## RECORDS SHOWN

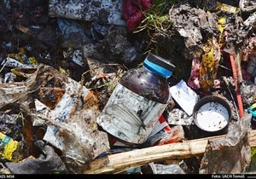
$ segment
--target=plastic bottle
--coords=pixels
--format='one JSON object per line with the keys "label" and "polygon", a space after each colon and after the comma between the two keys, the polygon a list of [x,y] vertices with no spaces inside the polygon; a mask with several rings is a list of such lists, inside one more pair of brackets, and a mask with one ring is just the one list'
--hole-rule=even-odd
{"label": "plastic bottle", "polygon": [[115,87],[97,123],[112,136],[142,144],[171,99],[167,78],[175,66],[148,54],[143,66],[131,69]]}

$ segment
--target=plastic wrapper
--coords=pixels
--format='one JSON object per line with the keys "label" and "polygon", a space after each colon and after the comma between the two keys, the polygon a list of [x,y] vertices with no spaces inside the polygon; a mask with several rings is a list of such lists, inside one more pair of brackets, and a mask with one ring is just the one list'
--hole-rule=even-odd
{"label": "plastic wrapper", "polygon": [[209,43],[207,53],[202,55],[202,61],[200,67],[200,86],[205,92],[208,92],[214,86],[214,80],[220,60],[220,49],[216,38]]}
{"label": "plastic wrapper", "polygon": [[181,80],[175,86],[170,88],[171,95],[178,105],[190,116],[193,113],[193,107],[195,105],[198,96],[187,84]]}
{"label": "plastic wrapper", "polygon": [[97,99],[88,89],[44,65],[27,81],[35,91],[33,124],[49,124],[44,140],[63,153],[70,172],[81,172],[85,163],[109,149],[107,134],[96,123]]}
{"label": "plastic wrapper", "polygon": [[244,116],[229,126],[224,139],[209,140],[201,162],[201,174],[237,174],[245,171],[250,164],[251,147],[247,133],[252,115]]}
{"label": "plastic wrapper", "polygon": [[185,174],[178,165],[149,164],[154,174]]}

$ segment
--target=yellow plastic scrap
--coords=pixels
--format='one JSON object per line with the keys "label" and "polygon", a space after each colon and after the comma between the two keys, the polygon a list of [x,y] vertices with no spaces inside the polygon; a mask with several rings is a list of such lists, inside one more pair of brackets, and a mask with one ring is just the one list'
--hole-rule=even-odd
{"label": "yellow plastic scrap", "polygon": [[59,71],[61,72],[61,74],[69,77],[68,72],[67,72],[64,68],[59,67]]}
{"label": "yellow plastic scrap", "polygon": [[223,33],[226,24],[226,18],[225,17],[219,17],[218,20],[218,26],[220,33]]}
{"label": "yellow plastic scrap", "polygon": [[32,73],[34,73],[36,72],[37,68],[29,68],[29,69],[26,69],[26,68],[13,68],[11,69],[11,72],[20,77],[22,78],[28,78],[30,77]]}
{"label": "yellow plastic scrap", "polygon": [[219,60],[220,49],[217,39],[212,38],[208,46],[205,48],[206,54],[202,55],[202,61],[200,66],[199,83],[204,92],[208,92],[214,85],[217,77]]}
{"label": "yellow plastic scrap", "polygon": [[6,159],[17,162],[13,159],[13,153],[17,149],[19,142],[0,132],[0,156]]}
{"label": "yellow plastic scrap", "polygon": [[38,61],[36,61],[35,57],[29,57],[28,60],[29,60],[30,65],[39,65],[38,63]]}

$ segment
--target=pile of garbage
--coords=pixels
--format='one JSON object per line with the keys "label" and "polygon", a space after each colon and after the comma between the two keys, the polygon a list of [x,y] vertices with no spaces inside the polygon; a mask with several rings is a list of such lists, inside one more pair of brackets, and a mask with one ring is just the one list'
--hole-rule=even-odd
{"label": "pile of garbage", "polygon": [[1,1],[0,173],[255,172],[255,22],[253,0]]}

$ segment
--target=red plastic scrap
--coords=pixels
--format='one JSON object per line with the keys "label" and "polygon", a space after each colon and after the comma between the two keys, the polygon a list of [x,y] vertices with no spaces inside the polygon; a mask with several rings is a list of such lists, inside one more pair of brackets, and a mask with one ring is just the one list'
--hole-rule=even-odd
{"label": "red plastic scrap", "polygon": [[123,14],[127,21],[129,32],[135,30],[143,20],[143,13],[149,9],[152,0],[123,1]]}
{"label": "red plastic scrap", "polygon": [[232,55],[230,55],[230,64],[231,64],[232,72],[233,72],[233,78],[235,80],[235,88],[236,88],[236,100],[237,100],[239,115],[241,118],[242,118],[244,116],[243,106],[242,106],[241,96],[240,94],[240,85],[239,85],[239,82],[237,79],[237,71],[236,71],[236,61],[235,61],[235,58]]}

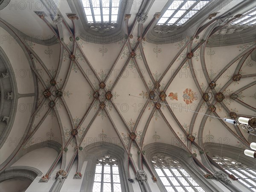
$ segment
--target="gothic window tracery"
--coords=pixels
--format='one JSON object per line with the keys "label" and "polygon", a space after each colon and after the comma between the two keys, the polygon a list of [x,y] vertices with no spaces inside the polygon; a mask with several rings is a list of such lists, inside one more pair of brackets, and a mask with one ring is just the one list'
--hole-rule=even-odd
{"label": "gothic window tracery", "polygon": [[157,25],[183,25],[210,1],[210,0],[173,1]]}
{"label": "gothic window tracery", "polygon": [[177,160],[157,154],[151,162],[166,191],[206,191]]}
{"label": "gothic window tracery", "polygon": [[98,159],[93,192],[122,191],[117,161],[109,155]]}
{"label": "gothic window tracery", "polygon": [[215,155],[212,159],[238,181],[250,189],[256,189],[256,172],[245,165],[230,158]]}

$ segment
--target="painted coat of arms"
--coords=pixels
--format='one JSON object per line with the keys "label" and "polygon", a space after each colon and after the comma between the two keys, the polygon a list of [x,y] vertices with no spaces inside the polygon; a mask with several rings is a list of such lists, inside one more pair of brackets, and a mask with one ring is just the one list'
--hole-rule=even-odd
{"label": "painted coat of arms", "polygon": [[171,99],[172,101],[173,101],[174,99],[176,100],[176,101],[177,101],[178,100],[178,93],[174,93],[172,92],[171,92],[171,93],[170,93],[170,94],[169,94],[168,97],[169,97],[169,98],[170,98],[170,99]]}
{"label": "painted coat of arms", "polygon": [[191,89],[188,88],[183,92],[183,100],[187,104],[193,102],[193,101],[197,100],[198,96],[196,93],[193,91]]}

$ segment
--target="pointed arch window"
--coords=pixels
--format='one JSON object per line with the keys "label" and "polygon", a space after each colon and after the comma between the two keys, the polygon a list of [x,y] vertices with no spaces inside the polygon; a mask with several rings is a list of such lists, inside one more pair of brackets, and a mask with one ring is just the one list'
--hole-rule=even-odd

## TASK REQUIREMENTS
Gather each line in the rows above that contains the string "target". Treat uppercase and lowercase letters as different.

## FINAL RESULT
--target=plastic bottle
--target=plastic wrapper
--target=yellow plastic scrap
--target=pile of garbage
--target=red plastic scrap
--target="gothic window tracery"
--target="painted coat of arms"
--target="pointed arch window"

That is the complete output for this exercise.